• Source text:
Member of Technical Staff - Training Infrastructure Engineer Job Boston area,England UK,IT/Tech

About Liquid AI

Spun out of MIT CSAIL, we build AI systems that run where others stall: on CPUs, with low latency, minimal memory, and maximum reliability. We partner with enterprises across consumer electronics, automotive, life sciences, and financial services. We are scaling rapidly and need exceptional people to help us get there.

The Opportunity

Our Training Infrastructure team is building the distributed systems that power our next-generation Liquid Foundation Models. As we scale, we need to design, implement, and optimize the infrastructure that enables large-scale training. This is a high-ownership role on a small team with fast feedback loops. We're looking for someone who wants to build critical systems from the ground up rather than inherit mature infrastructure.

While San Francisco and Boston are preferred, we are open to other locations.

What We're Looking For

We need someone who:

Loves distributed systems complexity: Our team debugs training failures across GPU clusters, optimizes communication patterns, and builds data pipelines that handle multimodal workloads.

• Objective: Repeat the passage in the job posting above word for word, starting with "Our Training Infrastructure" and going on through "handle multimodal workloads.".

• Data section:
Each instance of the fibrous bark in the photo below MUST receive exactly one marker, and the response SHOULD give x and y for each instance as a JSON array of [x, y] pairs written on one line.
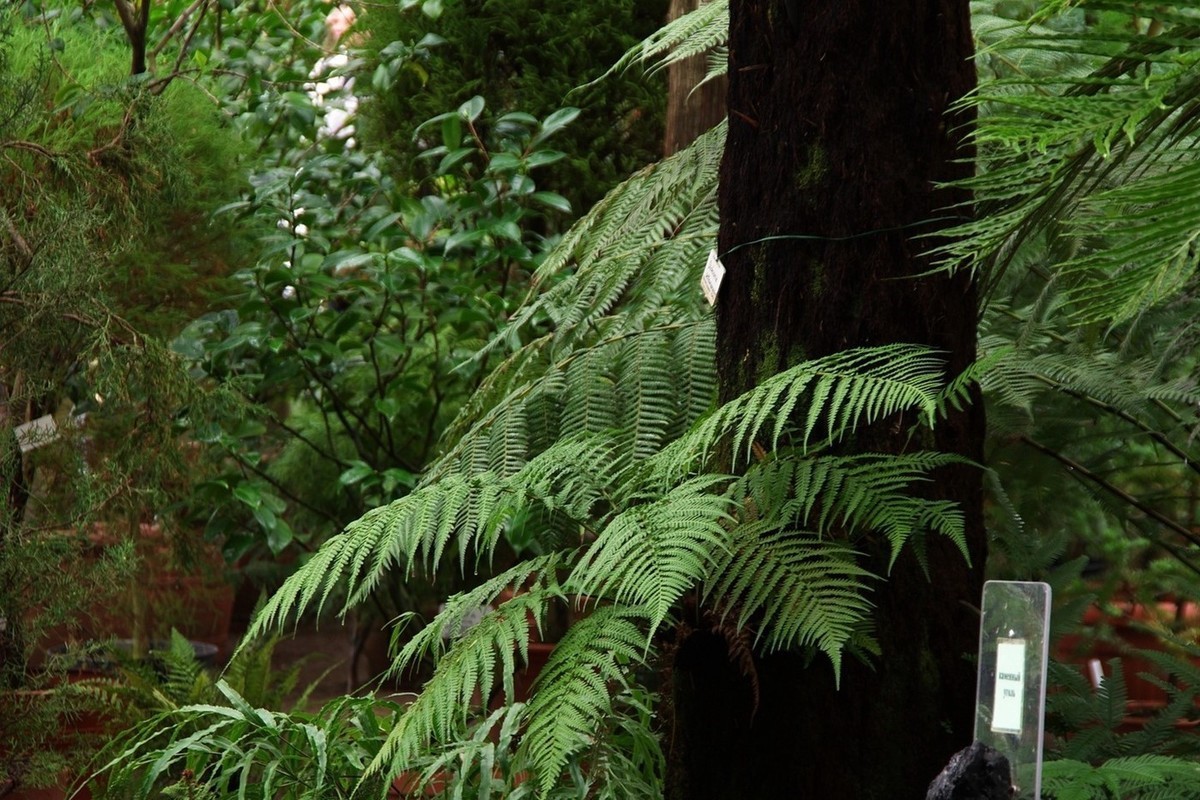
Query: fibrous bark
[[839, 134]]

• Solution to this exercise:
Our Training Infrastructure team is building the distributed systems that power our next-generation Liquid Foundation Models. As we scale, we need to design, implement, and optimize the infrastructure that enables large-scale training. This is a high-ownership role on a small team with fast feedback loops. We're looking for someone who wants to build critical systems from the ground up rather than inherit mature infrastructure.

While San Francisco and Boston are preferred, we are open to other locations.

What We're Looking For

We need someone who:

Loves distributed systems complexity: Our team debugs training failures across GPU clusters, optimizes communication patterns, and builds data pipelines that handle multimodal workloads.